■ GIVEN PASSAGE
When Annie Watson was six years old, she started falling asleep while eating. She fell asleep while practicing the piano, riding to school, and playing soccer. She fell asleep watching her beloved Packers in the Super Bowl, in a house full of people yelling at the television.
Regis Watson thought her daughter had mono, but the tests were negative. She asked her pediatrician to test Annie's blood for leukemia, but the doctor told Watson that she was crazy and to leave the girl alone. She was just growing, he said. But Annie had always been an energetic and bright child who never took naps. Now she was sleeping 16 hours a day.
Worried that Annie had an endocrine or breathing disorder, Watson took her to an ear, nose and throat specialist. He took out Annie's tonsils and adenoids, to no effect. Now seven years old, she was sleeping all the time, and was ornery and obstinate when she was awake.

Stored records
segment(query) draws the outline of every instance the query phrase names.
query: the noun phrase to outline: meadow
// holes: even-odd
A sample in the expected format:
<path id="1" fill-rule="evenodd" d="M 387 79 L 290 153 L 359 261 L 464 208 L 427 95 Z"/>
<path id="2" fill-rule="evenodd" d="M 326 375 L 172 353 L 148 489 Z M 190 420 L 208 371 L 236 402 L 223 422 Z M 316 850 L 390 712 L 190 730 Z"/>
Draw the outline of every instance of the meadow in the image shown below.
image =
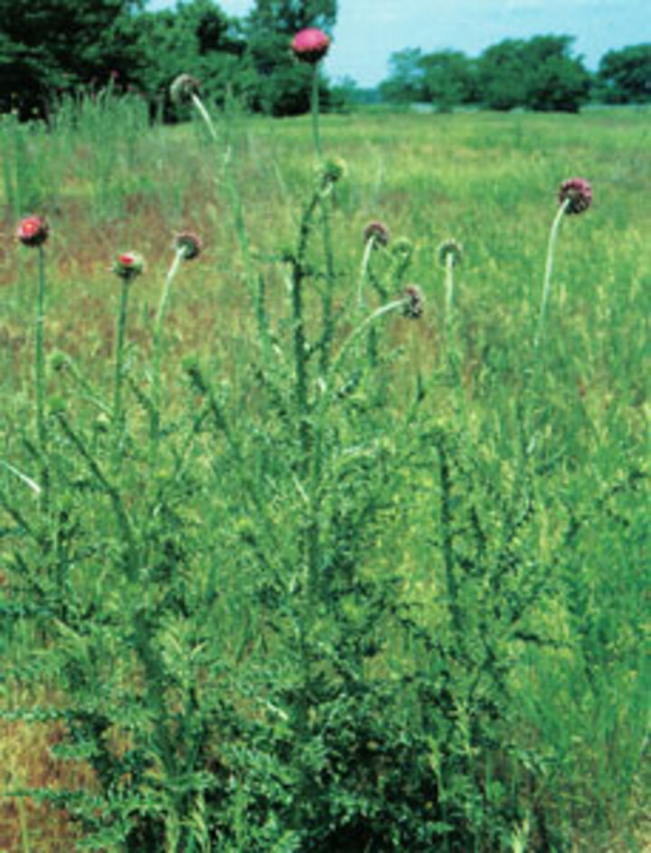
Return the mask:
<path id="1" fill-rule="evenodd" d="M 190 116 L 0 118 L 0 850 L 648 849 L 648 111 Z"/>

■ TASK DETAILS
Carry on the account of Annie Watson's excessive sleeping, picking up directly after its final sentence.

■ YOUR RESPONSE
After a year of confusing and contradictory medical advice, Annie saw David Gozal, MD, chair of the University of Chicago Department of Pediatrics and a leading expert in the treatment of pediatric sleep disorders. He asked Annie's mother to keep a careful diary of when she fell asleep and when she woke up. And he asked her to videotape Annie at home, so he could see one of her sleep attacks in action.
Watson gave Gozal a tape of Annie sitting at the kitchen table, working on her math homework. Mid pencil stroke, her eyes closed and her head slumped. She woke up in time to catch herself from falling off the chair, less than a second later. Then, angry and confused, Annie started crying.
Gozal sent Annie to the sleep lab, where she could be observed throughout the night and at naptimes. Nurses attached electrodes to her head to record her brain activity. Before they had left the room and returned to their monitors, Annie had already fallen into a deep REM sleep.
Gozal diagnosed Annie with narcolepsy, a serious nervous system disorder that comes from a lack of a hypocretin in the brain. It's one of the chemicals that regulate wakefulness and REM sleep. "Narcolepsy in children is under diagnosed," Gozal said. Pediatricians often don't suspect it because a child's sleeping patterns vary in their stages of growth. But the disorder can disrupt a child's development and happiness. Gozal has seen narcolepsy in babies. He has published his research on the best methods and medications for treating narcolepsy in children.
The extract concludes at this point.